<<<<

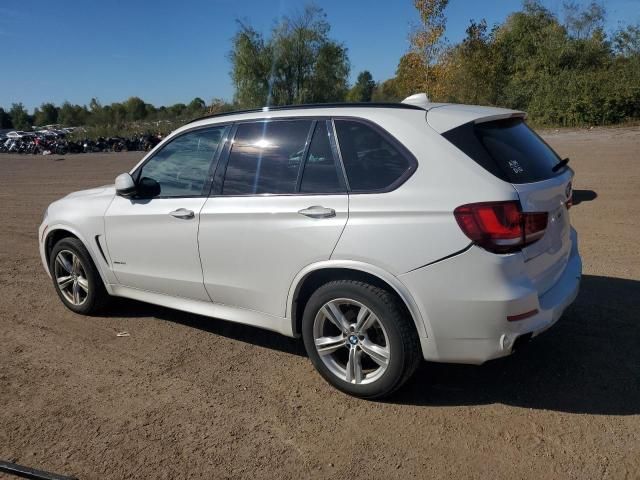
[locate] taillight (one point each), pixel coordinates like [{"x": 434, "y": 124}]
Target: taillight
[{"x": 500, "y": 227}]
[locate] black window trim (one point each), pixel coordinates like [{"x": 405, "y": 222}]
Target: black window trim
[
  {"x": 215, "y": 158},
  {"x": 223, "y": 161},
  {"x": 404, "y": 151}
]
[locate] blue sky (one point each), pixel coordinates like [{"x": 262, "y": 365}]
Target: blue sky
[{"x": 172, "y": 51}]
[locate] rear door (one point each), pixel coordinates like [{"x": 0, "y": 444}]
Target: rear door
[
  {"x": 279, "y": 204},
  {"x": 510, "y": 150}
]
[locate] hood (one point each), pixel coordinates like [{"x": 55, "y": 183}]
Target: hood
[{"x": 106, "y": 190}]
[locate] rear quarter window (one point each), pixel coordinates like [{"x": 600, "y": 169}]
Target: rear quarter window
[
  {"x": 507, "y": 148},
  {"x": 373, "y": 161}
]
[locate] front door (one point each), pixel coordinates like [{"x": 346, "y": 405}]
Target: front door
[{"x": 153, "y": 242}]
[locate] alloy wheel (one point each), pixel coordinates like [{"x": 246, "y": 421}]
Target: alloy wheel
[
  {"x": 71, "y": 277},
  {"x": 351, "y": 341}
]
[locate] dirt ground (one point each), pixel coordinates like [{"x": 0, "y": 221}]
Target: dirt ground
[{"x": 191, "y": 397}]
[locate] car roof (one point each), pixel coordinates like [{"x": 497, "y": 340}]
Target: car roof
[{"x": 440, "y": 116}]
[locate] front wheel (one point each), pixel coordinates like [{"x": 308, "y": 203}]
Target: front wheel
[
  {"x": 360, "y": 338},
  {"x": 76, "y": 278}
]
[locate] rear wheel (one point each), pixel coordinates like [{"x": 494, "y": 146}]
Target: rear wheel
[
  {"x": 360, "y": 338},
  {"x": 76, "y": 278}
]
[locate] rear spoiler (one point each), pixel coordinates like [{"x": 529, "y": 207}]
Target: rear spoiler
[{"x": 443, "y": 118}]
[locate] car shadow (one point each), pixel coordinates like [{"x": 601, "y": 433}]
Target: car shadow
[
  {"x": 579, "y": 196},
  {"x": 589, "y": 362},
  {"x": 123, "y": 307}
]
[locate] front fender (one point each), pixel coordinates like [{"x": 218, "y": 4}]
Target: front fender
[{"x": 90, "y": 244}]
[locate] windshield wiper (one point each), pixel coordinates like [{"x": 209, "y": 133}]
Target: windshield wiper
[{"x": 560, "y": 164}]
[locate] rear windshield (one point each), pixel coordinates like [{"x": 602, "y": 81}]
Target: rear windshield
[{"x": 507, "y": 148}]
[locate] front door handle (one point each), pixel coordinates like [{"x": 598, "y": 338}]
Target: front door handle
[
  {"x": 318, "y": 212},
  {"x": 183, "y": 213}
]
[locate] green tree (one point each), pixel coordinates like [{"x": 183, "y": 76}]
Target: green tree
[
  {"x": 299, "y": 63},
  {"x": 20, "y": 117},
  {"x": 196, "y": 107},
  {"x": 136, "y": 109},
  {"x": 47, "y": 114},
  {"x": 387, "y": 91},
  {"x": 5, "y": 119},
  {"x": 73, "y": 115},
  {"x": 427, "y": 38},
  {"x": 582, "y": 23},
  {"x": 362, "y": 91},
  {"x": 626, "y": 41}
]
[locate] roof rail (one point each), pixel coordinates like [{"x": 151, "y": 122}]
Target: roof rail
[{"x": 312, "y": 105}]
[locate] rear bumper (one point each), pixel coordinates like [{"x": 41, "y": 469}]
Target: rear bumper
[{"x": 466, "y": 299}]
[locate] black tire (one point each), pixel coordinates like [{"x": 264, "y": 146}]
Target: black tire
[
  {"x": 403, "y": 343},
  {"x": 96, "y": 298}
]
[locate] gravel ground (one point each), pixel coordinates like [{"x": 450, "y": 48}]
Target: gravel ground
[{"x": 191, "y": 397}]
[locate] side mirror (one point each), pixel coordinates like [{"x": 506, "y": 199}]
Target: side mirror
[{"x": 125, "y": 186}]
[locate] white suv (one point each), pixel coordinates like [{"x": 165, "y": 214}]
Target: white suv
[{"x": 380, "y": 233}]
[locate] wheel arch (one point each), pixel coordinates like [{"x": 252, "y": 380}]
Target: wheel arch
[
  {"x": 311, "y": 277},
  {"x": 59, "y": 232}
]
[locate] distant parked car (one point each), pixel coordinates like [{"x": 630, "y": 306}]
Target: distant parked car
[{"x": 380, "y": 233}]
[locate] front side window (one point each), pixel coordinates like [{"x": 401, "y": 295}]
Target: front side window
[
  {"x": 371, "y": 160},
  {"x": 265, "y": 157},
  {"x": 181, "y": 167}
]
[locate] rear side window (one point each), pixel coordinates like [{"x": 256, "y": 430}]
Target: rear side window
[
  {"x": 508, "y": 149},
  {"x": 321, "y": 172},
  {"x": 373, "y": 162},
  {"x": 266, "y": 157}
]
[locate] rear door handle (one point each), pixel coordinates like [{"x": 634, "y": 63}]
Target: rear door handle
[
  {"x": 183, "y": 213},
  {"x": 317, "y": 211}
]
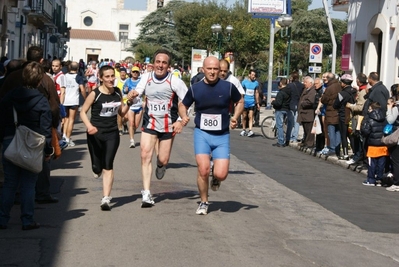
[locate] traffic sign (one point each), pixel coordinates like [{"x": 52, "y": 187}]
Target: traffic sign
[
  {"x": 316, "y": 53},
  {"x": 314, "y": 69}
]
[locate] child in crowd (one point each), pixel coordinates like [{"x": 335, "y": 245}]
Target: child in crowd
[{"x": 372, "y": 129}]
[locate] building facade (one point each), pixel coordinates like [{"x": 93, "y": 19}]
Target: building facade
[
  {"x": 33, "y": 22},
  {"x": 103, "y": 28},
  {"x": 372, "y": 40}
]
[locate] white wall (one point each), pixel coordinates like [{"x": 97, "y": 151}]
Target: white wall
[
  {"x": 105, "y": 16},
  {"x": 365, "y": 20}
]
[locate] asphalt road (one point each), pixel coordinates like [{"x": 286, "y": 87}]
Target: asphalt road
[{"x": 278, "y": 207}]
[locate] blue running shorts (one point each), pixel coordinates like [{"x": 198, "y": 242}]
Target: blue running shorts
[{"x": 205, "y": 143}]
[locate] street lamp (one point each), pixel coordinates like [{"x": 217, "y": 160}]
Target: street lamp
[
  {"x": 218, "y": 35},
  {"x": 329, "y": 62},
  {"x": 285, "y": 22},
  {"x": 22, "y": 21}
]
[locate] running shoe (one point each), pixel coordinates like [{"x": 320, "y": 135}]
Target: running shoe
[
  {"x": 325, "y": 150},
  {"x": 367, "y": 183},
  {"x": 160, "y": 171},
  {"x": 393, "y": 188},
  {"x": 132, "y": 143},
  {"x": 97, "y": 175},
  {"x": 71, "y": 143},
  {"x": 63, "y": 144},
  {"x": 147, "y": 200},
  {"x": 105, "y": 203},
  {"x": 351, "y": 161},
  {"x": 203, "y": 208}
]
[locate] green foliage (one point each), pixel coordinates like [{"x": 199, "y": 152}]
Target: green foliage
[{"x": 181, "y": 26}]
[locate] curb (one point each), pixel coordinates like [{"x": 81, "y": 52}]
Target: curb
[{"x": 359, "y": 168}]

>>>>

# [Written problem]
Put every line of the rows above into a JSON list of strings, one string per line, skipping blank lines. Leave the pictures out of the list.

# [Output below]
[
  "[locate] taillight (one point each), pixel coordinates like [{\"x\": 434, \"y\": 124}]",
  "Target: taillight",
  "[{\"x\": 500, \"y\": 227}]",
  "[locate] black window trim (one point each), pixel coordinates like [{\"x\": 405, \"y\": 222}]",
  "Target: black window trim",
  "[",
  "  {\"x\": 215, \"y\": 158},",
  "  {\"x\": 223, \"y\": 161},",
  "  {\"x\": 404, \"y\": 151}",
  "]",
  "[locate] blue sky (one point each), pixel coordinates like [{\"x\": 262, \"y\": 365}]",
  "Target: blue sky",
  "[{\"x\": 172, \"y\": 51}]",
  "[locate] rear door (one point each), pixel coordinates like [{\"x\": 0, \"y\": 444}]",
  "Target: rear door",
  "[",
  "  {\"x\": 279, \"y\": 204},",
  "  {\"x\": 510, \"y\": 150}",
  "]",
  "[locate] hood (one point each), pixel coordinates like [{\"x\": 55, \"y\": 183}]",
  "Target: hood",
  "[{\"x\": 106, \"y\": 190}]",
  "[locate] rear quarter window (one point each), pixel coordinates like [{\"x\": 600, \"y\": 169}]",
  "Target: rear quarter window",
  "[",
  "  {\"x\": 507, \"y\": 148},",
  "  {\"x\": 373, \"y\": 161}",
  "]",
  "[locate] front door (one point each), pixel coordinates like [{\"x\": 346, \"y\": 405}]",
  "Target: front door",
  "[{\"x\": 153, \"y\": 242}]",
  "[locate] alloy wheel (one point each), pixel coordinates like [{\"x\": 246, \"y\": 421}]",
  "Target: alloy wheel",
  "[",
  "  {\"x\": 71, \"y\": 277},",
  "  {\"x\": 351, \"y\": 341}",
  "]",
  "[locate] dirt ground (one point each), pixel coordinates like [{\"x\": 0, \"y\": 221}]",
  "Target: dirt ground",
  "[{\"x\": 191, \"y\": 397}]",
  "[locate] car roof (one point each), pixel coordinates like [{\"x\": 497, \"y\": 340}]",
  "Target: car roof",
  "[{\"x\": 440, \"y\": 116}]",
  "[locate] front wheel (one point each), pixel coordinates like [{\"x\": 308, \"y\": 203}]",
  "Target: front wheel",
  "[",
  "  {\"x\": 360, \"y\": 338},",
  "  {\"x\": 76, \"y\": 278}",
  "]",
  "[locate] rear wheel (one point each), pixel coordinates like [{\"x\": 494, \"y\": 146}]",
  "Target: rear wheel",
  "[",
  "  {\"x\": 360, \"y\": 338},",
  "  {\"x\": 76, \"y\": 278}",
  "]",
  "[locate] rear spoiler (one point each), pixel coordinates like [{\"x\": 529, \"y\": 207}]",
  "Target: rear spoiler",
  "[{\"x\": 443, \"y\": 118}]",
  "[locate] car shadow (one point each), pixel coordinates like [{\"x\": 601, \"y\": 433}]",
  "Target: car shadow",
  "[",
  "  {\"x\": 579, \"y\": 196},",
  "  {\"x\": 589, \"y\": 362},",
  "  {\"x\": 123, \"y\": 307}",
  "]",
  "[locate] front fender (one point each), pixel coordinates like [{\"x\": 218, \"y\": 4}]",
  "Target: front fender",
  "[{\"x\": 90, \"y\": 244}]",
  "[locate] windshield wiper (one point each), pixel coordinates like [{\"x\": 209, \"y\": 133}]",
  "Target: windshield wiper",
  "[{\"x\": 560, \"y\": 164}]",
  "[locate] rear windshield (one point each), pixel coordinates like [{\"x\": 602, \"y\": 81}]",
  "Target: rear windshield",
  "[{\"x\": 507, \"y\": 148}]",
  "[locate] front door handle (one point each), pixel coordinates like [{\"x\": 598, \"y\": 338}]",
  "Target: front door handle",
  "[",
  "  {\"x\": 318, \"y\": 212},",
  "  {\"x\": 183, \"y\": 213}",
  "]",
  "[locate] green tree (one point each), pixel coordinates like [{\"x\": 183, \"y\": 76}]",
  "Target: green tree",
  "[",
  "  {\"x\": 299, \"y\": 63},",
  "  {\"x\": 20, \"y\": 117},",
  "  {\"x\": 196, \"y\": 107},",
  "  {\"x\": 136, \"y\": 109},",
  "  {\"x\": 47, \"y\": 114},",
  "  {\"x\": 387, \"y\": 91},",
  "  {\"x\": 5, \"y\": 119},",
  "  {\"x\": 73, \"y\": 115},",
  "  {\"x\": 427, \"y\": 38},",
  "  {\"x\": 582, \"y\": 23},",
  "  {\"x\": 362, \"y\": 91},",
  "  {\"x\": 626, \"y\": 41}",
  "]",
  "[locate] roof rail (one point each), pixel coordinates like [{\"x\": 151, \"y\": 122}]",
  "Target: roof rail",
  "[{\"x\": 312, \"y\": 105}]",
  "[locate] rear bumper (one point each), pixel coordinates like [{\"x\": 41, \"y\": 469}]",
  "Target: rear bumper",
  "[{\"x\": 466, \"y\": 299}]",
  "[locate] black tire (one point each), pixel coordinates like [{\"x\": 264, \"y\": 146}]",
  "Target: black tire",
  "[",
  "  {\"x\": 403, \"y\": 343},",
  "  {\"x\": 96, \"y\": 298}",
  "]",
  "[locate] gravel ground (one point each), pixel coordinates like [{\"x\": 450, \"y\": 48}]",
  "Target: gravel ground",
  "[{\"x\": 191, \"y\": 397}]",
  "[locate] side mirror (one point each), pixel coordinates like [{\"x\": 506, \"y\": 199}]",
  "Target: side mirror",
  "[{\"x\": 125, \"y\": 186}]",
  "[locate] white suv (one point each), pixel coordinates like [{\"x\": 165, \"y\": 214}]",
  "Target: white suv",
  "[{\"x\": 380, \"y\": 233}]",
  "[locate] wheel arch (one point each), pixel coordinates like [{\"x\": 252, \"y\": 380}]",
  "Target: wheel arch",
  "[",
  "  {\"x\": 311, \"y\": 277},",
  "  {\"x\": 59, \"y\": 232}",
  "]",
  "[locate] distant parked car (one point each), pixel coordinates like [{\"x\": 630, \"y\": 306}]",
  "Target: distant parked car",
  "[{\"x\": 380, \"y\": 233}]",
  "[locate] front side window (one point each), pixel coordinates like [{\"x\": 401, \"y\": 295}]",
  "Target: front side window",
  "[",
  "  {\"x\": 371, \"y\": 160},",
  "  {\"x\": 265, \"y\": 157},",
  "  {\"x\": 181, \"y\": 167}",
  "]",
  "[locate] rear side window (one point each), pixel coordinates like [{\"x\": 256, \"y\": 430}]",
  "Target: rear side window",
  "[",
  "  {\"x\": 508, \"y\": 149},",
  "  {\"x\": 321, \"y\": 172},",
  "  {\"x\": 373, \"y\": 162},",
  "  {\"x\": 266, \"y\": 157}",
  "]",
  "[locate] rear door handle (one point each), pixel coordinates like [{\"x\": 634, \"y\": 63}]",
  "Target: rear door handle",
  "[",
  "  {\"x\": 183, \"y\": 213},",
  "  {\"x\": 317, \"y\": 211}",
  "]",
  "[locate] traffic sign (one point each), pixel coordinates like [{\"x\": 52, \"y\": 187}]",
  "Target: traffic sign",
  "[",
  "  {\"x\": 316, \"y\": 53},",
  "  {\"x\": 314, \"y\": 69}",
  "]",
  "[locate] child in crowd (one point each), pixel coordinates like [{\"x\": 335, \"y\": 245}]",
  "Target: child in crowd",
  "[{\"x\": 372, \"y\": 129}]",
  "[locate] building facade (one point each), pixel coordinates like [{\"x\": 93, \"y\": 19}]",
  "Target: building facade",
  "[",
  "  {\"x\": 33, \"y\": 22},",
  "  {\"x\": 103, \"y\": 28},",
  "  {\"x\": 372, \"y\": 40}",
  "]",
  "[locate] white wall (one point each), pixel coordinates like [{\"x\": 97, \"y\": 151}]",
  "Target: white wall",
  "[",
  "  {\"x\": 105, \"y\": 16},",
  "  {\"x\": 365, \"y\": 20}",
  "]",
  "[locate] asphalt road (one point each), pixel coordinates like [{\"x\": 286, \"y\": 87}]",
  "Target: asphalt road",
  "[{\"x\": 278, \"y\": 207}]",
  "[locate] blue running shorts (one point each), pixel coordinates like [{\"x\": 198, \"y\": 242}]",
  "Target: blue running shorts",
  "[{\"x\": 205, \"y\": 143}]",
  "[locate] street lamp (one point each), pixel coordinates like [{\"x\": 217, \"y\": 160}]",
  "Target: street lamp",
  "[",
  "  {\"x\": 218, \"y\": 35},",
  "  {\"x\": 329, \"y\": 62},",
  "  {\"x\": 285, \"y\": 22},",
  "  {\"x\": 22, \"y\": 21}",
  "]",
  "[locate] running shoe (one point each), pixel coordinates like [{\"x\": 320, \"y\": 135}]",
  "Target: running shoe",
  "[",
  "  {\"x\": 325, \"y\": 150},",
  "  {\"x\": 367, \"y\": 183},",
  "  {\"x\": 160, \"y\": 171},",
  "  {\"x\": 393, \"y\": 188},",
  "  {\"x\": 132, \"y\": 143},",
  "  {\"x\": 97, \"y\": 175},",
  "  {\"x\": 71, \"y\": 143},",
  "  {\"x\": 63, \"y\": 144},",
  "  {\"x\": 147, \"y\": 200},",
  "  {\"x\": 105, \"y\": 203},",
  "  {\"x\": 351, \"y\": 161},",
  "  {\"x\": 203, \"y\": 208}",
  "]",
  "[locate] green foliage (one point each), pixel coordinates like [{\"x\": 199, \"y\": 152}]",
  "Target: green foliage",
  "[{\"x\": 181, \"y\": 26}]",
  "[locate] curb (one point each), pixel coordinates like [{\"x\": 81, \"y\": 52}]",
  "Target: curb",
  "[{\"x\": 359, \"y\": 168}]"
]